Top of Records for processing

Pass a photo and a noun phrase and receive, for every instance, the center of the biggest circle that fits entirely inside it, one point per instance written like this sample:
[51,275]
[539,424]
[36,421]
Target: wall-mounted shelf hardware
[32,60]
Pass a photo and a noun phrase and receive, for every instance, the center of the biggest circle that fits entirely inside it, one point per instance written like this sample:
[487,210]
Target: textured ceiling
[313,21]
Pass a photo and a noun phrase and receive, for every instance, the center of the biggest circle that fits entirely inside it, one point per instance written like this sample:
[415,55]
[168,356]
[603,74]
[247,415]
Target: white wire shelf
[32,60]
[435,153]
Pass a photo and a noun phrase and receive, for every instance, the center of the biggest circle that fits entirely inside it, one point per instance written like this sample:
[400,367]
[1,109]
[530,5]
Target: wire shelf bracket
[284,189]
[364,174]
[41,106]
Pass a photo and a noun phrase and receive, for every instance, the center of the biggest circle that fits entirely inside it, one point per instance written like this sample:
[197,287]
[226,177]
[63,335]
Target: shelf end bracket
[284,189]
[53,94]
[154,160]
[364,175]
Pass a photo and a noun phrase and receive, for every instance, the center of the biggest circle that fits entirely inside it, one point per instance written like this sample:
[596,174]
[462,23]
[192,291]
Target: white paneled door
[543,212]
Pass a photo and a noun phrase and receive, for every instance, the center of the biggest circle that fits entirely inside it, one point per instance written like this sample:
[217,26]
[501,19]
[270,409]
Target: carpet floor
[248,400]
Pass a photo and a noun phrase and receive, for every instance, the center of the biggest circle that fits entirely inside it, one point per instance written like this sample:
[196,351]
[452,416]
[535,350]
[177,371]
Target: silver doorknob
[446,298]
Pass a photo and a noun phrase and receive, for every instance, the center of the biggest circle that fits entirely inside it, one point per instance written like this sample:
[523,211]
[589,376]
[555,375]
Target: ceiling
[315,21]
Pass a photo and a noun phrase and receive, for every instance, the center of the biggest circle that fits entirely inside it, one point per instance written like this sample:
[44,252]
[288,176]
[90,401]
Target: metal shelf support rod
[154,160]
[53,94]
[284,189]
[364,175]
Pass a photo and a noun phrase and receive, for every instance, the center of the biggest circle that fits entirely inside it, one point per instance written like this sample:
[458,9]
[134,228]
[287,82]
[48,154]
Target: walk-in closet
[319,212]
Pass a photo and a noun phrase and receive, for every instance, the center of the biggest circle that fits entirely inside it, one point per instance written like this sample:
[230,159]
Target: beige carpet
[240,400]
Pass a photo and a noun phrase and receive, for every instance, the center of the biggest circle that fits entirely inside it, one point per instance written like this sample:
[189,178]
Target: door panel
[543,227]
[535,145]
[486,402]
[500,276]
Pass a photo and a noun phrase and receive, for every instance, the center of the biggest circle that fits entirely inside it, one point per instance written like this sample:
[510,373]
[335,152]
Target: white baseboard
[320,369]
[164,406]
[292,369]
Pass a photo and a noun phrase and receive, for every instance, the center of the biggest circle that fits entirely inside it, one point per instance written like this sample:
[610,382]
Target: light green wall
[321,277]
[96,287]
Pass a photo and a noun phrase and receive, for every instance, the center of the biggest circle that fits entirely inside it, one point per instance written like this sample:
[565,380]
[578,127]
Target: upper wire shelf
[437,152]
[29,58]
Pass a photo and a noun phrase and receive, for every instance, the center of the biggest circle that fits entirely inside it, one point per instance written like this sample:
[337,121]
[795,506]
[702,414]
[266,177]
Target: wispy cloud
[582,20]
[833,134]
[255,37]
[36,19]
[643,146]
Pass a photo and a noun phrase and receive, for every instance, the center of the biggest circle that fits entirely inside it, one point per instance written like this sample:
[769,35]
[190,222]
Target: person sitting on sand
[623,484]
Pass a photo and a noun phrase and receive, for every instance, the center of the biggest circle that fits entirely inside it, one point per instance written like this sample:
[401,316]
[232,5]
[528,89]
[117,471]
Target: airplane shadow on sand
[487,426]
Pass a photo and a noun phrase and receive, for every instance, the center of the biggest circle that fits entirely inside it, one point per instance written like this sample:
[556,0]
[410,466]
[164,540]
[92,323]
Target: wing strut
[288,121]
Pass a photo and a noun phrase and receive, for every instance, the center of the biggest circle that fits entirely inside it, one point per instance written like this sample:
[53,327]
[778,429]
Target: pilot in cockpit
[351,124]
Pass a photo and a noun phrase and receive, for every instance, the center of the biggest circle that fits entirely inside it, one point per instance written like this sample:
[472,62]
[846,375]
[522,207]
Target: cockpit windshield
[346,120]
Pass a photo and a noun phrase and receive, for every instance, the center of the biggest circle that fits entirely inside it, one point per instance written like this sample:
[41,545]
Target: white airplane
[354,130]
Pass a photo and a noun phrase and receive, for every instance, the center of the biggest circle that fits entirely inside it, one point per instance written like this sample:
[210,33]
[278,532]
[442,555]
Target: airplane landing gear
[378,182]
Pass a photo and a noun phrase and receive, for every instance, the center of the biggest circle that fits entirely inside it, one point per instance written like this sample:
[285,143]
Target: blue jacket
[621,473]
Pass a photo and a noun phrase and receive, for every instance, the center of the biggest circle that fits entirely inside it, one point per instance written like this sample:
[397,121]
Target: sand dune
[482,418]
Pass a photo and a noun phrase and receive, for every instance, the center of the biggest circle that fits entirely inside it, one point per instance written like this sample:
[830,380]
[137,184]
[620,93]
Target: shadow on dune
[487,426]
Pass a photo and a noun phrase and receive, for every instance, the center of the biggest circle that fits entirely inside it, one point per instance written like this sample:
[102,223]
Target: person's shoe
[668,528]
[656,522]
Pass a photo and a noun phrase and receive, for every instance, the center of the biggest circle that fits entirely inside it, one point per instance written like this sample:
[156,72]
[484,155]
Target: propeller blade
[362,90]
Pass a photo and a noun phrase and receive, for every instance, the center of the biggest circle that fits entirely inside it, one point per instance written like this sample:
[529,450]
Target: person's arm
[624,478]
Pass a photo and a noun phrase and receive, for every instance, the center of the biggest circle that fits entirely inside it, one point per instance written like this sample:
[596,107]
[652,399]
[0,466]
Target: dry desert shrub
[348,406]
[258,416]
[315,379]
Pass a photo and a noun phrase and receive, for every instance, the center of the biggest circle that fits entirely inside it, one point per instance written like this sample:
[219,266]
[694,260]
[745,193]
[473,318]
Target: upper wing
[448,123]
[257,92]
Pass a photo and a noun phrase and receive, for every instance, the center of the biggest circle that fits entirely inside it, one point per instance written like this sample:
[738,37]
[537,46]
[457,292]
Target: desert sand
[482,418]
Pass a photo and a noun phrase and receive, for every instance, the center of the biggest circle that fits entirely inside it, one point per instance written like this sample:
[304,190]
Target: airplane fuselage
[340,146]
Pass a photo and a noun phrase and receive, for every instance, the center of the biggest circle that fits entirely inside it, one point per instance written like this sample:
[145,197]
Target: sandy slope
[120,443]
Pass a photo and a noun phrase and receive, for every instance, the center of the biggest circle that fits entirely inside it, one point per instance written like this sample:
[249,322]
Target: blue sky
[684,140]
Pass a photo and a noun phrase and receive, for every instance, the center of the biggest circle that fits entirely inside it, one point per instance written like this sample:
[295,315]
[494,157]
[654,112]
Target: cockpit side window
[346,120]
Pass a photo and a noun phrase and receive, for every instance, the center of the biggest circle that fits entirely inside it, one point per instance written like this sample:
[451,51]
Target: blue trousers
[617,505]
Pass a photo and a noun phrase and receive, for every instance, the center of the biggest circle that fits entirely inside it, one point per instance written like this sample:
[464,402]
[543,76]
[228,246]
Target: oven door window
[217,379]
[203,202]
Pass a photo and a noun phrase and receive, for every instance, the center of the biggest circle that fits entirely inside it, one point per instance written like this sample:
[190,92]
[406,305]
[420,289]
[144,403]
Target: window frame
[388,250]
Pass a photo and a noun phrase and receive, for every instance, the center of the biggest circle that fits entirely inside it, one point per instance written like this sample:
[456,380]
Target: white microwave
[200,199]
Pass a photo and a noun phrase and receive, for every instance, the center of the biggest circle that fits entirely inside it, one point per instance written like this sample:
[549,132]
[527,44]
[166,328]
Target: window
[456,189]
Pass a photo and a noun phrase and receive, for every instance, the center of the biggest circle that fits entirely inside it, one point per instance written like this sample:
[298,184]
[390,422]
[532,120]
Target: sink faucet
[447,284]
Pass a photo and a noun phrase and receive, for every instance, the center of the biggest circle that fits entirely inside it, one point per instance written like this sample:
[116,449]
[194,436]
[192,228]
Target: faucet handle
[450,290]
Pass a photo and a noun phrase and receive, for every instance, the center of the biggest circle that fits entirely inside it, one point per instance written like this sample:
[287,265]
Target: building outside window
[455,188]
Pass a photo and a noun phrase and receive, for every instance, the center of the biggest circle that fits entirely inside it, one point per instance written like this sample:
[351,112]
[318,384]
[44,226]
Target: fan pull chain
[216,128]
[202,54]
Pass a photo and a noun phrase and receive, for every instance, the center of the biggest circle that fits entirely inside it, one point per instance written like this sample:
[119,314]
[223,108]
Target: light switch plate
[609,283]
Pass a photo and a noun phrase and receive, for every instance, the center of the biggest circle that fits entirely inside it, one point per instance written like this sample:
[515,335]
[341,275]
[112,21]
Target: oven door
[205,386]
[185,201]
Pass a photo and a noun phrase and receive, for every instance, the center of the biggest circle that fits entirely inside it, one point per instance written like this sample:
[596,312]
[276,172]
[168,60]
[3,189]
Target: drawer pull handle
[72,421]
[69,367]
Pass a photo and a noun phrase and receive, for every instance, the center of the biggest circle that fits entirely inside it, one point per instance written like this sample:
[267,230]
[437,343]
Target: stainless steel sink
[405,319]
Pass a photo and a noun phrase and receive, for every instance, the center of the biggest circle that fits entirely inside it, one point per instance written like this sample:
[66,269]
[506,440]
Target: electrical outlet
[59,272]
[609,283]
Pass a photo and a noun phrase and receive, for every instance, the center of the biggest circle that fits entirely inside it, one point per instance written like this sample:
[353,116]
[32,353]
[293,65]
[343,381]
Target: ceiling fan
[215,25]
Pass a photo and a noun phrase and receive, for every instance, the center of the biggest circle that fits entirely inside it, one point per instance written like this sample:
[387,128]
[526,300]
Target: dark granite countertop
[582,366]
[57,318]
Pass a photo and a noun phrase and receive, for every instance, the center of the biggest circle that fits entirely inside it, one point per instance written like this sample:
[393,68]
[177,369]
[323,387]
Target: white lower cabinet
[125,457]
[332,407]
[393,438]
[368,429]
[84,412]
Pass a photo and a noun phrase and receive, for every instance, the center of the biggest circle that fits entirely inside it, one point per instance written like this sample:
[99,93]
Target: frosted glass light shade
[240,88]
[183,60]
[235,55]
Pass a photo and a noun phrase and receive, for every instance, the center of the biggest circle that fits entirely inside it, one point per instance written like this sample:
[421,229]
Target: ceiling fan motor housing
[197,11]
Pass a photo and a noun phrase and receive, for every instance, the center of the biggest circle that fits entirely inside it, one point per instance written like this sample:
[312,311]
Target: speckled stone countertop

Bottom of Records for processing

(Your objective)
Output only the lines from the one that contains "Target: drawer pull handle" through the final line of the records, exactly as given.

(Reply to the task)
Target: drawer pull handle
[72,421]
[69,367]
Pass a photo and a noun phrase and receive, for every instance, the center of the biggest circle that fits entirely inside it, one point per instance written like this sample:
[267,230]
[437,343]
Target: stainless steel sink
[405,319]
Pass a photo and a noun phrase and receive, for every instance, the center of the biggest circle that fits entirely inside it, one point per instance written like this sample:
[66,269]
[506,440]
Target: electrical outlet
[59,272]
[609,283]
Pass a photo and a noun phrase and receive, for every instance, the center of the biggest circle that fits entirely inside it, one point per instance written like this sample:
[353,116]
[32,353]
[293,65]
[343,381]
Target: ceiling fan
[215,25]
Pass a photo and a noun phrase and receive, for every instance, the center of the biggest circle that fits entirely inside it, one point per instance written like this sample:
[387,128]
[526,300]
Target: dark granite countertop
[582,366]
[57,318]
Pass a photo and a noun phrase and receive, for every instance, the center of the biggest circle that fits entirely inside it, one point per instance written like this sample:
[393,68]
[177,369]
[323,387]
Target: white lower cabinet
[125,457]
[332,407]
[393,438]
[368,429]
[84,412]
Pass a photo and a noun phrase and receive, for every instance, the center of the biggest circle that fits entirely inside it, one point per instance written like this sample:
[99,93]
Target: frosted glass light shade
[240,88]
[183,60]
[235,55]
Pass a photo and a noun phrase and receive, for every instance, the center of the biggest circle that fits entirely inside it, one point per instance written like this sample:
[421,229]
Target: ceiling fan motor housing
[197,11]
Pass a photo and a noun phrase and receive, for every instance, the center of the biggest circle that fits entirely inside it, one point per instance written like this sample:
[312,311]
Target: speckled stone countertop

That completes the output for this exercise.